> **Directions**:
1) In the blog post, at what venue does the hypothetical performer in a trucker hat and cutoff jeans come out on stage?
2) Repeat the blog post word for word from "Perfectly rehearsed fingers: for" up to and including "most likely said.".

> **Excerpt provided**:

Tuesday, February 15, 2011

Waltz for Deb(ussy)




Long gown: check
Perfectly rehearsed fingers: check
Flawless posture: check




Long gown: check
Perfectly rehearsed fingers: check
Flawless posture: check 


Ok, here's something a little different. 



Long gown: ...
Perfectly rehearsed fingers: for most of the piece
Flawless posture: not quite 

                I suppose there are definitely a lot of stereo types and strict classifications to certain types of music. Though we know not to judge a book by its cover, if someone came out on the stage at Carnegie Hall in a trucker hat and cutoff jeans, would one expect him to play as well as someone who came out in a tuxedo? The trucker might be a world-renowned pianist, but it’s almost impossible not to listen with our eyes first. But on the other hand, would you be surprised to see Richter climb into an eighteen-wheeler all decked out in concert wear? Yes, you most likely said.

> **Data extracts**:
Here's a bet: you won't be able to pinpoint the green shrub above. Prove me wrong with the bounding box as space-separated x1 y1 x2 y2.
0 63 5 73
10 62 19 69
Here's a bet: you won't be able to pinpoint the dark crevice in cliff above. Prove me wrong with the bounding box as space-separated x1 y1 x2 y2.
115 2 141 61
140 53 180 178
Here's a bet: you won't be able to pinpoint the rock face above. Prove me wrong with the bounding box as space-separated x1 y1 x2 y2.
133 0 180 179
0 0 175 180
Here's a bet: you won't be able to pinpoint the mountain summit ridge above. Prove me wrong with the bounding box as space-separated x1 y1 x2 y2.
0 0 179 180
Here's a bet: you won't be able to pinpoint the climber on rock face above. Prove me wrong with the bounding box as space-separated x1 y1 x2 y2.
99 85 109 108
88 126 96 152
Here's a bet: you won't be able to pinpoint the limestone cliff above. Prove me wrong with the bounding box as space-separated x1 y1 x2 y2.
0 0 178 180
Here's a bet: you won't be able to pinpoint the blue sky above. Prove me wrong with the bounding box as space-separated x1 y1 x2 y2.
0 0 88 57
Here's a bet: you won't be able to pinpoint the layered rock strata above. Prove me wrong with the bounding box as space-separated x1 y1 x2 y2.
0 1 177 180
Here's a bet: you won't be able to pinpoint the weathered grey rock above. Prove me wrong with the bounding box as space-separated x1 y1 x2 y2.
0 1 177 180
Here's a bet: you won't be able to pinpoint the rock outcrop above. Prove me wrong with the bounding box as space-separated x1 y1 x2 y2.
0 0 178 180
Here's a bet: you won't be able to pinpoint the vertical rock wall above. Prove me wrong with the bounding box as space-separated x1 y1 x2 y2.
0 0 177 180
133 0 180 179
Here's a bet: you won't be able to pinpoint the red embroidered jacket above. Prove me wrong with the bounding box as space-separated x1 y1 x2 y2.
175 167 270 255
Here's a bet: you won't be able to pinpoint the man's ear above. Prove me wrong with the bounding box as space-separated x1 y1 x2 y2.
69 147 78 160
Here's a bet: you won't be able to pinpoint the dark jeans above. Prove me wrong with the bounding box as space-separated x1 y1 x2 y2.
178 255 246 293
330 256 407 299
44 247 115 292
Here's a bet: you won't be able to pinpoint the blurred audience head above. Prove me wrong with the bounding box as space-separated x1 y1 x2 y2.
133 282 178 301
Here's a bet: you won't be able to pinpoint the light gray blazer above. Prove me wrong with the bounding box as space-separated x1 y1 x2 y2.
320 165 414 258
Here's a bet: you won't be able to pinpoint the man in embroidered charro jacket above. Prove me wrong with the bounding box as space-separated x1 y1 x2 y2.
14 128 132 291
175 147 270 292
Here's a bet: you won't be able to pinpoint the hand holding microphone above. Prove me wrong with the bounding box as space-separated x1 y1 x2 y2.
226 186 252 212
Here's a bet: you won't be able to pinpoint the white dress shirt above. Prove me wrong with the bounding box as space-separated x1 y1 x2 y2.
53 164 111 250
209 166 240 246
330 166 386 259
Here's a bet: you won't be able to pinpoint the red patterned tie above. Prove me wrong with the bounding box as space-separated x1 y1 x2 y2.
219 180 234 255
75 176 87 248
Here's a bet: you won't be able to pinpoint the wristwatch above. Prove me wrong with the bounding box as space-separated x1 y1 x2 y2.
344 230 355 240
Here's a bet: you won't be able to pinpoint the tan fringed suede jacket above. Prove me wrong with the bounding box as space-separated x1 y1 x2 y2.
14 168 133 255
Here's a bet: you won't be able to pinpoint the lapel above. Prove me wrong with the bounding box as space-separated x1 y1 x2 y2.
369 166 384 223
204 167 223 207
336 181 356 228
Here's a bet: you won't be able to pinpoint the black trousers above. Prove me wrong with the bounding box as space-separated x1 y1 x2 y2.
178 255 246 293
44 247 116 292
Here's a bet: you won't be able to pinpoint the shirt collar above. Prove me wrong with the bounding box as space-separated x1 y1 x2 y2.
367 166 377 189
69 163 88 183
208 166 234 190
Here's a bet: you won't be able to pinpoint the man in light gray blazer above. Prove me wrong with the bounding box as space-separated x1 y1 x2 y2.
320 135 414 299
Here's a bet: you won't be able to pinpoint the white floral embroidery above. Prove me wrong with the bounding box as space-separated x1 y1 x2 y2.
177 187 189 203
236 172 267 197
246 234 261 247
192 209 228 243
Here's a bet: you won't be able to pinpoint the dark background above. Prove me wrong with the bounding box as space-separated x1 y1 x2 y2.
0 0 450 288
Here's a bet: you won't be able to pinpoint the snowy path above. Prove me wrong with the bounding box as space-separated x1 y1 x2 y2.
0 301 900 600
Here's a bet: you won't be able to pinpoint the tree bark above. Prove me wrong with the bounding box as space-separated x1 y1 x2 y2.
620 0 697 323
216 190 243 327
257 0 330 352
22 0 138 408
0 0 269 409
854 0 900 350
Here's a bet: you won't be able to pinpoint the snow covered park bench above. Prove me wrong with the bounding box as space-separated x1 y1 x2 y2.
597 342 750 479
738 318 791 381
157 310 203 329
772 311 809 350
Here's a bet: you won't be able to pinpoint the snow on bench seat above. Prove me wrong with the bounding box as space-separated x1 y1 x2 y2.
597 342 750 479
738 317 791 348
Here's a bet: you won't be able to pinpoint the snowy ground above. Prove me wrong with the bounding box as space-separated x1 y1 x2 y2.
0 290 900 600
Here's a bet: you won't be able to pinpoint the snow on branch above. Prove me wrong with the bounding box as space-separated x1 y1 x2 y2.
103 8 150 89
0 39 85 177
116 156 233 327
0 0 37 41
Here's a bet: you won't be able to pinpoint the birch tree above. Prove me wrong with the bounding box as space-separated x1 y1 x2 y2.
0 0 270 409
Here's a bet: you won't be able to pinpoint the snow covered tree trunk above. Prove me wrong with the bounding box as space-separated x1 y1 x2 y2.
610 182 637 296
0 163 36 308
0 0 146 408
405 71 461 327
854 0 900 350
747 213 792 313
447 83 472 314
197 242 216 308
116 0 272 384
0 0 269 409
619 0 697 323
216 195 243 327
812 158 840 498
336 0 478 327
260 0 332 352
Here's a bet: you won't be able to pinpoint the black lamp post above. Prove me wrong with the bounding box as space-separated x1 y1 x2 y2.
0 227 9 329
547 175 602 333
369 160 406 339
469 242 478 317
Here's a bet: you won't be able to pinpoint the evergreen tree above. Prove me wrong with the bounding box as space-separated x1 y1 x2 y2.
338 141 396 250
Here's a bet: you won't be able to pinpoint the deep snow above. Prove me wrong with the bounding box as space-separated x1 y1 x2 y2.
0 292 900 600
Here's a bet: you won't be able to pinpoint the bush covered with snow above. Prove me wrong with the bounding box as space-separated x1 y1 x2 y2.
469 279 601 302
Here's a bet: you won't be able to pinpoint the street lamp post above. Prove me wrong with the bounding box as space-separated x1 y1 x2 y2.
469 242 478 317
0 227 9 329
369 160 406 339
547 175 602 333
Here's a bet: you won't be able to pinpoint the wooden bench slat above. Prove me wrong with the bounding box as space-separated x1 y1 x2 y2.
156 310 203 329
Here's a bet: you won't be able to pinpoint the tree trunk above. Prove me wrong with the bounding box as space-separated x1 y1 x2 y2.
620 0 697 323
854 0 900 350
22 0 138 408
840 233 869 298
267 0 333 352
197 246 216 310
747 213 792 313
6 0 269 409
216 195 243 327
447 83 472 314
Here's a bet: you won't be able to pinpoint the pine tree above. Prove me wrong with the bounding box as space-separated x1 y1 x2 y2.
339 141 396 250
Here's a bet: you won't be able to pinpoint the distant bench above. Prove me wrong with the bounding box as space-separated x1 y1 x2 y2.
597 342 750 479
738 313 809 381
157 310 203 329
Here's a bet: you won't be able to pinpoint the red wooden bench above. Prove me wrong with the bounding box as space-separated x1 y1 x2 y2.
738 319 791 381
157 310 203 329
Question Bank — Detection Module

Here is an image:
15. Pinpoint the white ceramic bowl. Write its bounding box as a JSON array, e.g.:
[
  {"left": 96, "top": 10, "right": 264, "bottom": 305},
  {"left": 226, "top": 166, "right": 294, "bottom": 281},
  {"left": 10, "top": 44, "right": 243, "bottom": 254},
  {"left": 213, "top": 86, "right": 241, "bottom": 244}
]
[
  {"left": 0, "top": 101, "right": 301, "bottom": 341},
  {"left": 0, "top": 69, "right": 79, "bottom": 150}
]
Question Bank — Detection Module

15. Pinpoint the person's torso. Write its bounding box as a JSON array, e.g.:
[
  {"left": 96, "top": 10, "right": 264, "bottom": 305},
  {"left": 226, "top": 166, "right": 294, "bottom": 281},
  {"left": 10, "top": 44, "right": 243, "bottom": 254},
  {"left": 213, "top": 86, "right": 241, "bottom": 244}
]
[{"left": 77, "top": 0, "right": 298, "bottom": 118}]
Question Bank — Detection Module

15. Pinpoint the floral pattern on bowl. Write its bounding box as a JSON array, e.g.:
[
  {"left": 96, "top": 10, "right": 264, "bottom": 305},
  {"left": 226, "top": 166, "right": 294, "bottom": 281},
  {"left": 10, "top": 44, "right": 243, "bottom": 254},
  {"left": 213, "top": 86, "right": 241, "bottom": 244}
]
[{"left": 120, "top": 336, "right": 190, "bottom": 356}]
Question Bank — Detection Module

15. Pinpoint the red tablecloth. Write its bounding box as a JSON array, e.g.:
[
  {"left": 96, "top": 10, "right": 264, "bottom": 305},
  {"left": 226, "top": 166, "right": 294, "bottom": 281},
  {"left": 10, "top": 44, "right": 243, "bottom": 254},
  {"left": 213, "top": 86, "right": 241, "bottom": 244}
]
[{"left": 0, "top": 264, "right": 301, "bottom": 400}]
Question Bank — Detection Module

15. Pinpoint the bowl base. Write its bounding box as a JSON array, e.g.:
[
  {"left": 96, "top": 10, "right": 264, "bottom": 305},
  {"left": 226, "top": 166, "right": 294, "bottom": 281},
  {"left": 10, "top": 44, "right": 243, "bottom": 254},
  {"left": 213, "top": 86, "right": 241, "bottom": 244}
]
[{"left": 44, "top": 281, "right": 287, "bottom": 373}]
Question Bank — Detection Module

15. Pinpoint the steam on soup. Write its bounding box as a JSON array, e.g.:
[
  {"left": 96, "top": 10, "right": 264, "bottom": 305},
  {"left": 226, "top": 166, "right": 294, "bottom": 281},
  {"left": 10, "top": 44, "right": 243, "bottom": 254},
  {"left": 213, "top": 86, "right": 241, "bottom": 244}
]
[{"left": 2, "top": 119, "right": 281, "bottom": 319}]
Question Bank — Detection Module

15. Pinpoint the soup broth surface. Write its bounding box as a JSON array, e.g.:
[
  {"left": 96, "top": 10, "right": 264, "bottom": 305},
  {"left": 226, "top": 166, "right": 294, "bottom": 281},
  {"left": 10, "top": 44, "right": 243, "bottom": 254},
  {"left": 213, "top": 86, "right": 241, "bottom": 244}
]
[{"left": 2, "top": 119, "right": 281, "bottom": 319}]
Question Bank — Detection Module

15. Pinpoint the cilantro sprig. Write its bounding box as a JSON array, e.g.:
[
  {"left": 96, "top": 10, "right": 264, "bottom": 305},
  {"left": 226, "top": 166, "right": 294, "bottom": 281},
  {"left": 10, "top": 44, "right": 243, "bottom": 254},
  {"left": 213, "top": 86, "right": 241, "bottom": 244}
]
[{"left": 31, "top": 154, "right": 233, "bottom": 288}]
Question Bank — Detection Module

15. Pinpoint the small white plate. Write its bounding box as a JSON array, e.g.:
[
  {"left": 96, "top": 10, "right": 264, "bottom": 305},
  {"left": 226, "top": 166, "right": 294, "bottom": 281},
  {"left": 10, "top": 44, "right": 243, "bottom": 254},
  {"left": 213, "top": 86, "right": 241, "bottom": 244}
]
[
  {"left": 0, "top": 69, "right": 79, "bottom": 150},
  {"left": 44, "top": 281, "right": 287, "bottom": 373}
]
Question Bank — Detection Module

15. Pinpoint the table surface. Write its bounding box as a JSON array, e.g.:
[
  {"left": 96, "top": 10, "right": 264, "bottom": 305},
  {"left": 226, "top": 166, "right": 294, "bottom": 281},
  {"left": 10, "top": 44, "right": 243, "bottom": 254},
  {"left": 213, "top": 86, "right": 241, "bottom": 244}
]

> **Completed exercise**:
1) Carnegie Hall

2)
Perfectly rehearsed fingers: for most of the piece
Flawless posture: not quite 

                I suppose there are definitely a lot of stereo types and strict classifications to certain types of music. Though we know not to judge a book by its cover, if someone came out on the stage at Carnegie Hall in a trucker hat and cutoff jeans, would one expect him to play as well as someone who came out in a tuxedo? The trucker might be a world-renowned pianist, but it’s almost impossible not to listen with our eyes first. But on the other hand, would you be surprised to see Richter climb into an eighteen-wheeler all decked out in concert wear? Yes, you most likely said.